Leaving out only the pictures, write out all the entries exactly.

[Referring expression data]
%%

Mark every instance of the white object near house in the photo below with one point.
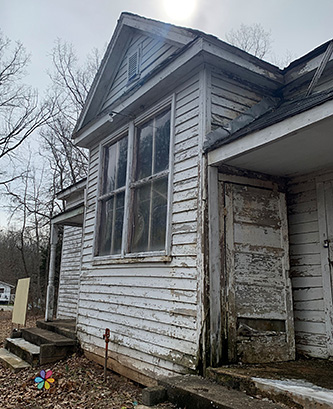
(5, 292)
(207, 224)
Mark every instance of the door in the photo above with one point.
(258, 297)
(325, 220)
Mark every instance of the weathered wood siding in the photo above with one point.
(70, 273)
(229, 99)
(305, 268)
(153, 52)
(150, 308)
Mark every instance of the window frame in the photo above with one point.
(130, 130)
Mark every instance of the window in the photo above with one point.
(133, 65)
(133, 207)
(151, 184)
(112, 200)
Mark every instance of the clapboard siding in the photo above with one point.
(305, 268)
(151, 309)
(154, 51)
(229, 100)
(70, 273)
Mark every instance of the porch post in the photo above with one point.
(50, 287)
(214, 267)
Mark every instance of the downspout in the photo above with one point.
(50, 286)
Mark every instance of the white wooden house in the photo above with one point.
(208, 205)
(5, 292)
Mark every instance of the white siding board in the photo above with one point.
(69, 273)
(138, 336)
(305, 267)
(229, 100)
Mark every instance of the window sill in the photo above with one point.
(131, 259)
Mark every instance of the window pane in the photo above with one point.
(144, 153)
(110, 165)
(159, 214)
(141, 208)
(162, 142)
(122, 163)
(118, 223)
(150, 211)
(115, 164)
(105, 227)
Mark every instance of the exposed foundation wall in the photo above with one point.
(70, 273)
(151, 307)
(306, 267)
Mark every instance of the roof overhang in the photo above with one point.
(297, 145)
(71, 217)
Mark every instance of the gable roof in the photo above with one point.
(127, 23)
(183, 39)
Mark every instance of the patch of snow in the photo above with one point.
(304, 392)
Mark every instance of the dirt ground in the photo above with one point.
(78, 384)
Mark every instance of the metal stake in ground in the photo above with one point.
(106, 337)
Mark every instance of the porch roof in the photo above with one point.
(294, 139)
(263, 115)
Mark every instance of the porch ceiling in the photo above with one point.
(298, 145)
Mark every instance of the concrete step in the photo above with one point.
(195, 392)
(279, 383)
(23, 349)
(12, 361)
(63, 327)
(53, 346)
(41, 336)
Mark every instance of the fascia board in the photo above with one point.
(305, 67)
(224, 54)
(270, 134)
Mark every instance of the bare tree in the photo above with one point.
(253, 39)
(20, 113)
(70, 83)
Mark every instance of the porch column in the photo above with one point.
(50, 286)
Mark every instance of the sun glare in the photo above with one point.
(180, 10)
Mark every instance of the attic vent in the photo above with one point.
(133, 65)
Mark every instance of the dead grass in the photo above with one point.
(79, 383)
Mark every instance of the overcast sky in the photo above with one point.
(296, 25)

%%

_Written solution_.
Mark every instance of the white object near house in the photo below with one point.
(5, 292)
(207, 224)
Mark every instance of the door in the photo above with one point.
(258, 297)
(325, 220)
Mark every instance of the weathered wood siding in the photo above with one point.
(70, 273)
(229, 99)
(305, 268)
(153, 52)
(150, 308)
Mark every instance of the window frame in the photo above with one point.
(130, 130)
Mark every instance of the window in the photo above with one point.
(133, 65)
(133, 207)
(151, 184)
(112, 200)
Mark every instance of the clapboard siding in the photo above with one point.
(305, 268)
(151, 309)
(154, 51)
(229, 100)
(70, 273)
Mark every instance of the porch post in the photo above with one point.
(50, 287)
(214, 267)
Mark every instance of the downspout in the photo above with one point.
(50, 286)
Mark every instance of the white wooden house in the photo above with one point.
(208, 205)
(5, 292)
Mark every instance of the white siding board in the photo above with one point.
(69, 273)
(138, 336)
(305, 267)
(229, 100)
Mark every instance of the window sill in the photo above with one point.
(131, 259)
Mark every instance of the window pane in the photo above with one point.
(144, 153)
(110, 165)
(159, 214)
(141, 208)
(162, 142)
(122, 163)
(118, 223)
(150, 211)
(115, 164)
(105, 227)
Mark every instance of the exposed foundation wall in the photo above with one point.
(70, 273)
(151, 307)
(306, 267)
Mark every instance of the roof overhang in the photo above with one point.
(297, 145)
(71, 217)
Mark every instance of the gable roof in the photo above with one point.
(127, 23)
(183, 39)
Mark every instance of the patch of snow in the photo above with one point.
(304, 392)
Mark every instance of the dirt ground in the photo above with one point.
(78, 384)
Mark every instance of the metal stake in ground in the photo above with one point.
(106, 337)
Mark every instance of the porch roof in the photo above with one point.
(294, 139)
(263, 115)
Mark every instance of the porch ceiling in the photo above with one point.
(298, 145)
Mark every instance of the concrete step in the photo above with one point.
(195, 392)
(279, 383)
(23, 349)
(12, 361)
(63, 327)
(53, 346)
(41, 336)
Mark every instance of the fascia board in the photo above with one point.
(305, 67)
(224, 54)
(270, 134)
Mark every instance of the bare tree in the photo above with one point.
(253, 39)
(20, 113)
(70, 83)
Mark every instance of the porch column in the photo above with one point.
(50, 286)
Mark every instance of the sun glare in the photo above with one point.
(180, 10)
Mark every instance of the attic vent in the photo above with one point.
(133, 65)
Mark every instance of the dead grass in the photo above with one point.
(79, 383)
Mark every instance of the overcast sky in the photo above with one point.
(296, 25)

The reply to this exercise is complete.